• [TASK GOAL]: Which lines of the records below contain the word "handle"? Show each one.

• [DATA FOR ANALYSIS]:
____
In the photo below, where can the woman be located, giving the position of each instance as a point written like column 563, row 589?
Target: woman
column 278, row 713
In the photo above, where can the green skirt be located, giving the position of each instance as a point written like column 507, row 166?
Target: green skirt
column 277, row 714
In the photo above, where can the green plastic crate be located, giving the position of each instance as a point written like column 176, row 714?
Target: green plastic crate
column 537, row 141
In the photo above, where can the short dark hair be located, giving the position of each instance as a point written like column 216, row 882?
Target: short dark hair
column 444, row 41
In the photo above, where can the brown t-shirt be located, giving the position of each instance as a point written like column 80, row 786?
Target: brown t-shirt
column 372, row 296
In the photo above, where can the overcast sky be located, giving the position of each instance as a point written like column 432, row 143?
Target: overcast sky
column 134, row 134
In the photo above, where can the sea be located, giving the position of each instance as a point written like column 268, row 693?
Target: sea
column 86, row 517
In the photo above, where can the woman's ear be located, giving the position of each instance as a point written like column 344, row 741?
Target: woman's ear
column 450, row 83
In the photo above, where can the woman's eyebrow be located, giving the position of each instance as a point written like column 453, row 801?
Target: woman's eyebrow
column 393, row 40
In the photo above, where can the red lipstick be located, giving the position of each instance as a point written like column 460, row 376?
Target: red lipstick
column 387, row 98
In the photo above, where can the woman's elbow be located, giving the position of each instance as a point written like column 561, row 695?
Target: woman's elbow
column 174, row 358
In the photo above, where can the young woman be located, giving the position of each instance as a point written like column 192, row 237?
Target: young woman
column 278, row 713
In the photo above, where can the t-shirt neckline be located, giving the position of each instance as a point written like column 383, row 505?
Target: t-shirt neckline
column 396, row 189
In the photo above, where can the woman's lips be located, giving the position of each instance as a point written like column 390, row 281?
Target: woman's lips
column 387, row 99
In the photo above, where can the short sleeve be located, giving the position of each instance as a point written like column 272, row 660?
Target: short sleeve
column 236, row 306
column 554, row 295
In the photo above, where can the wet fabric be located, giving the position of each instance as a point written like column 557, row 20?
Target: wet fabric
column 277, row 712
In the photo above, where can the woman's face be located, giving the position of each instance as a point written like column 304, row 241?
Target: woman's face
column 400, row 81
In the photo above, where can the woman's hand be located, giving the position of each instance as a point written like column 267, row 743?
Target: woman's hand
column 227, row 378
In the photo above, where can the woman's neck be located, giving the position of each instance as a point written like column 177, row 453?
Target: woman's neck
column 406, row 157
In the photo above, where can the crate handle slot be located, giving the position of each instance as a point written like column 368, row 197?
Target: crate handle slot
____
• [SOLUTION TO THE EXERCISE]:
In the photo above, where can the crate handle slot be located, giving the position of each instance as a point written like column 368, row 197?
Target: crate handle slot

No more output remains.